- [Aim of the exercise]
Extend the news article below on the New Zealand honour awarded to a former Durban doctor, beginning after its final sentence.

- [Excerpted text]

Content starts

New Zealand honours former Durban doctor
A FORMER Durban doctor has been honoured by the New Zealand government for his contribution to health.
Dr Gagrath Pradeep “Joe” Singh was awarded the member of New Zealand Order of Merit for Services to Health at an investiture ceremony held at Government House in Auckland, where he was presented by the Governor General, the Rt Hon Dame Patsy Reddy.
Singh, 67, formerly of Clairwood in Durban and now living in Auckland was selected by the New Zealand prime minister Jacinda Ardern with the assistance of a cabinet committee of ministers.
“I feel very honoured, and am grateful to the support from my wife Dr Bharati Narothum and our three sons.”
The primary emphasis in determining the award of honours is a person’s service to the community or nation, and on merit and achievement, in whatever field, going beyond the normal requirements of duty or office.
Singh, a specialist in geriatric medicine (medicine of older people) at North Shore Hospital in Auckland, has been involved in teaching and research.
He was made a Fellow of the Royal Australasian College of Physicians (RACP) in 1987. In the mid-1990s Singh helped establish and has been the chair since 1999 of the senior medicaladvisory committee (SMAC) of Waitemata District Health Board (DHB). The SMAC has engaged in constructive advocacy around streamlined emergency care and increased bed numbers for North Shore Hospital and has generated support for new models of care that have subsequently been funded and delivered.
Having trained in regional New Zealand, he has used his experience to support local supervisors of trainees outside urban centres. He co-established and has led Shore Trials and Research Unit since 1996.

Content ends

- [Records provided]
Content starts

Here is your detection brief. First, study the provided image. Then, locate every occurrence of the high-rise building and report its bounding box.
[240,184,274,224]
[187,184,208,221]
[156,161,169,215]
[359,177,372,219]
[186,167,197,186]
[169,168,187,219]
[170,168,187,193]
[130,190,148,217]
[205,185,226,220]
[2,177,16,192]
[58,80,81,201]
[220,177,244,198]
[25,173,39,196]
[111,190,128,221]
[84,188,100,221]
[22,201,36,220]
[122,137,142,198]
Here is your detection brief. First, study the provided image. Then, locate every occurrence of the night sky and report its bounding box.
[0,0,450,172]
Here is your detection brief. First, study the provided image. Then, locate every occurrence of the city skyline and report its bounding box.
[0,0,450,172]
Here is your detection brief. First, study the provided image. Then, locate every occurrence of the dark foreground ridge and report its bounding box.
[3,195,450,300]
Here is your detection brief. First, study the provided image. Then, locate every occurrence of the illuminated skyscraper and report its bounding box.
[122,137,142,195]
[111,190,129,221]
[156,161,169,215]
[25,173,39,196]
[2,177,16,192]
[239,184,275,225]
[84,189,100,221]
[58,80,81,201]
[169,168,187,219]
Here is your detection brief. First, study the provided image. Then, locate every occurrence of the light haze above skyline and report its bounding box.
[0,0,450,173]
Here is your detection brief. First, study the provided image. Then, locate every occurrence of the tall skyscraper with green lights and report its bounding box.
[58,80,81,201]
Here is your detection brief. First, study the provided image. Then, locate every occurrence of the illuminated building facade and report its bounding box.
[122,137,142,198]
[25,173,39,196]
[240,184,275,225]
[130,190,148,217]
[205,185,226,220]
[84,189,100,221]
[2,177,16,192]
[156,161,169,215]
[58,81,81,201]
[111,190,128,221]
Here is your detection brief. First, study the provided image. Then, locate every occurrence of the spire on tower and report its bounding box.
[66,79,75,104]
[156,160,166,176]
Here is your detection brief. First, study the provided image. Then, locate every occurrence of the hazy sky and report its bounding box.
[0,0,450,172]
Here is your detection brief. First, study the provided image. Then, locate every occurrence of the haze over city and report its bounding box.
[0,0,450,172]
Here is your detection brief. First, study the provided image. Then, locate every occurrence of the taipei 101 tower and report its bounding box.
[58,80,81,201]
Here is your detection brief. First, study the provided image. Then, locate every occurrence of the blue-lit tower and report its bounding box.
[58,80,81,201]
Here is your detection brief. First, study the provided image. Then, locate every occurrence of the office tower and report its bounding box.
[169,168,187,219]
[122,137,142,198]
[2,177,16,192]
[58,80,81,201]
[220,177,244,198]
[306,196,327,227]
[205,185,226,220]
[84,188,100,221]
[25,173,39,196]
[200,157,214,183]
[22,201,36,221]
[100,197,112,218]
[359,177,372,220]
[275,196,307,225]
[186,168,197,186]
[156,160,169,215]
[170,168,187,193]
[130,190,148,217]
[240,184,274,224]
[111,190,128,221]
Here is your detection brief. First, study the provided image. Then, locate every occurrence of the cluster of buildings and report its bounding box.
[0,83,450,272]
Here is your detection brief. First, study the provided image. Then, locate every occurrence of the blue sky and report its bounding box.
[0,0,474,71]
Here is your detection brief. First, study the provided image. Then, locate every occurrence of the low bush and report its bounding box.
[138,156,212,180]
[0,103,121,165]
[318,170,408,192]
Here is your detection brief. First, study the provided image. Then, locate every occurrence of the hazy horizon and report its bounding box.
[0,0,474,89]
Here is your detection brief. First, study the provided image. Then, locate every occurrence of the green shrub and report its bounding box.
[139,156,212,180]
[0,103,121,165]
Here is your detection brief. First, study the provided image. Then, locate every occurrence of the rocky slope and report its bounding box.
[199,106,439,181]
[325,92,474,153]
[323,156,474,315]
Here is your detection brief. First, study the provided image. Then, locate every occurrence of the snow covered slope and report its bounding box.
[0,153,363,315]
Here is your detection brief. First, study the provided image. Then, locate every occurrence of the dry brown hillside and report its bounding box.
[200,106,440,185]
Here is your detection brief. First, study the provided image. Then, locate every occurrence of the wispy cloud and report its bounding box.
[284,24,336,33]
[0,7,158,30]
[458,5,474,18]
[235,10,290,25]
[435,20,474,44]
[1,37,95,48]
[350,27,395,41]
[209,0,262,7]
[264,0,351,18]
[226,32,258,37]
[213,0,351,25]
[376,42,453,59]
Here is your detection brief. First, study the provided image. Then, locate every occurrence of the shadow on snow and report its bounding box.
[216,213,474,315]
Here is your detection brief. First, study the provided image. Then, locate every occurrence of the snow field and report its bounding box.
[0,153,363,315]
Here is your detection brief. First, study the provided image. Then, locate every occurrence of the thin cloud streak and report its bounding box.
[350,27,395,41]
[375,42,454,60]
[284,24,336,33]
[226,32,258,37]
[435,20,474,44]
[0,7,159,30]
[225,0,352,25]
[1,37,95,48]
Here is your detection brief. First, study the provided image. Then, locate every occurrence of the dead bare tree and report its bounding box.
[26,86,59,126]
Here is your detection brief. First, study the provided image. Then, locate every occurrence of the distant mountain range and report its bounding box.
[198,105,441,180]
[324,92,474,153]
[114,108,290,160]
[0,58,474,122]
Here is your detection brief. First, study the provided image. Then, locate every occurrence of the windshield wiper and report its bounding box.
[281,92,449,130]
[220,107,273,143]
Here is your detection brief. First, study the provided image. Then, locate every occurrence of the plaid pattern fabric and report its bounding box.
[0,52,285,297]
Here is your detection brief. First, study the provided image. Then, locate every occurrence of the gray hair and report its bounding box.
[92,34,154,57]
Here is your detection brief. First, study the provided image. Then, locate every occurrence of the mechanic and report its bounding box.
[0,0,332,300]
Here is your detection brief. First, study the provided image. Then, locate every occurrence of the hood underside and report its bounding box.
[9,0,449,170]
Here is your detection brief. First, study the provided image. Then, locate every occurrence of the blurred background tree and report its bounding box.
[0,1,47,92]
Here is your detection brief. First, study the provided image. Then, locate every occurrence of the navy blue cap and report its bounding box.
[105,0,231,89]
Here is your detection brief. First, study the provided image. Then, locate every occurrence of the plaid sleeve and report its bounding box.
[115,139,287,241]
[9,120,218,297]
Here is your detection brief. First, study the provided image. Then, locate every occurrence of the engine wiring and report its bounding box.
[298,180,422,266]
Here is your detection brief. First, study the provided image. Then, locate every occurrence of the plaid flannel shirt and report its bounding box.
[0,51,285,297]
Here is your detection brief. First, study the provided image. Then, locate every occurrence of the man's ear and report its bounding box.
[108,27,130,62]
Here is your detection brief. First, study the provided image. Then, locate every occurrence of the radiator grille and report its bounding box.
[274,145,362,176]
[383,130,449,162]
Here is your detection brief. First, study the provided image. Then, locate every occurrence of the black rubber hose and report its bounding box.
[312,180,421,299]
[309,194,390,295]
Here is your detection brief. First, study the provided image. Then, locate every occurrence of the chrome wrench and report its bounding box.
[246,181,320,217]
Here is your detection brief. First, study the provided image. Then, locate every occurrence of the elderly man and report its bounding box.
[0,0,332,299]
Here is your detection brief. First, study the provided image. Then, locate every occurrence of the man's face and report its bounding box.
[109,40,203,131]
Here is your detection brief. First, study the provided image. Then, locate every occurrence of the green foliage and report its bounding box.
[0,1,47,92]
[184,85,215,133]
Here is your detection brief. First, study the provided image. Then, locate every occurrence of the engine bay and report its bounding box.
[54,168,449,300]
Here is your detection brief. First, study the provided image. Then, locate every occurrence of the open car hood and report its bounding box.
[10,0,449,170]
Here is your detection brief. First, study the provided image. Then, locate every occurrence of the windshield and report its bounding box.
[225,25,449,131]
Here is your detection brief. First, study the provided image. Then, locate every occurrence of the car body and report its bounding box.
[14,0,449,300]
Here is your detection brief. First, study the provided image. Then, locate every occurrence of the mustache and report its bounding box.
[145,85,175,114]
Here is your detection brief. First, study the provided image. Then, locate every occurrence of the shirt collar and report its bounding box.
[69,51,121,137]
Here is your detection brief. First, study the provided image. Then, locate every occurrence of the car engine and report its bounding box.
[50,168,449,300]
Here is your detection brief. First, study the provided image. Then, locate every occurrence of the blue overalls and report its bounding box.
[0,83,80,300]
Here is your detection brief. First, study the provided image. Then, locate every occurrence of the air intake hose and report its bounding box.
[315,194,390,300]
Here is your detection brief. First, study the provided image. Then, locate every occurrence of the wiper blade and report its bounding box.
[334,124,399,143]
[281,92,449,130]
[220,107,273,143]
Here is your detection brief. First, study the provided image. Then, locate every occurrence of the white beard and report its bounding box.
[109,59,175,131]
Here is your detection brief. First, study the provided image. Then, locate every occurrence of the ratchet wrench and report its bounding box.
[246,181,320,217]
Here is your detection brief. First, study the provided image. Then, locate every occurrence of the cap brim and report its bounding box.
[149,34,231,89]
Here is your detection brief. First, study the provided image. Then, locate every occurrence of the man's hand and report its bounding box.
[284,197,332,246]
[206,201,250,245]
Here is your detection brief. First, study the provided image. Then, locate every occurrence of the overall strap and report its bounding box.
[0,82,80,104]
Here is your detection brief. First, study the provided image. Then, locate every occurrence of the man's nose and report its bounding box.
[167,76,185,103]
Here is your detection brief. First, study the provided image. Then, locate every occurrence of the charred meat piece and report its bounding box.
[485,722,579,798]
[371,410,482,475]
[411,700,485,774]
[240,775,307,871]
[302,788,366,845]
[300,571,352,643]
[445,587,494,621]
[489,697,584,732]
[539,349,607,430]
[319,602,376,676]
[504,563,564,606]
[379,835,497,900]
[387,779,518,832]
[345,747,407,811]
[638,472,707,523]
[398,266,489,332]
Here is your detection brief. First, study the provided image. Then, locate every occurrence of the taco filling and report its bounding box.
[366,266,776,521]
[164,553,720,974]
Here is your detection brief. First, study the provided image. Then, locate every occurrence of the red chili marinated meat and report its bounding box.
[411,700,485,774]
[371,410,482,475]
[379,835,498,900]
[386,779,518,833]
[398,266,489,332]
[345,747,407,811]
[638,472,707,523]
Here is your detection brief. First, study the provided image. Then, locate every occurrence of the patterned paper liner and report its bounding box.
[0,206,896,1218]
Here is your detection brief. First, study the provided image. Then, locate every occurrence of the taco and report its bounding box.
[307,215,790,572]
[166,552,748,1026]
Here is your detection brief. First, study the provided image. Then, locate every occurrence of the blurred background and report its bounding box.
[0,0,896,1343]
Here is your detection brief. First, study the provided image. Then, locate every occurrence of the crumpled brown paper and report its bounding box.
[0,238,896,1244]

Content ends

- [Response to this task]
Under Singh’s voluntary leadership, more than 60 clinical trials have taken place, allowing local patients in the Waitemata DHB area access to new medications and best practice care that would have otherwise not been possible through the health system.
After moving to New Zealand in 1982 Singh started training in geriatric medicine in 1985.
“At that time geriatric medicine as a speciality was in its embryonic stages with only a few specialists in the field. I have been a specialist geriatrician since 1987,” said Singh.
“I enjoy teaching students and registrars (junior doctors in training to be specialists), and have been an examiner for the Royal College of Physicians since 1995 and an examiner for the Australian exams since 2005. I enjoy research and have completed about 60 local and international trials.”
For the past 20 years he has been the chairman of the senior doctors committee at the hospital facilitating communication with management.
“I captain the senior doctors cricket team. We have annual games with general practitioners and senior doctors from other hospitals.”
After matriculating at Sastri College in Durban, Singh studied from 1972 to 1978 at the University of Natal Medical School.
“Our clinical years were at the famous King Edward VIII Hospital , at that time one of the largest hospitals in the southern hemisphere,” said Singh.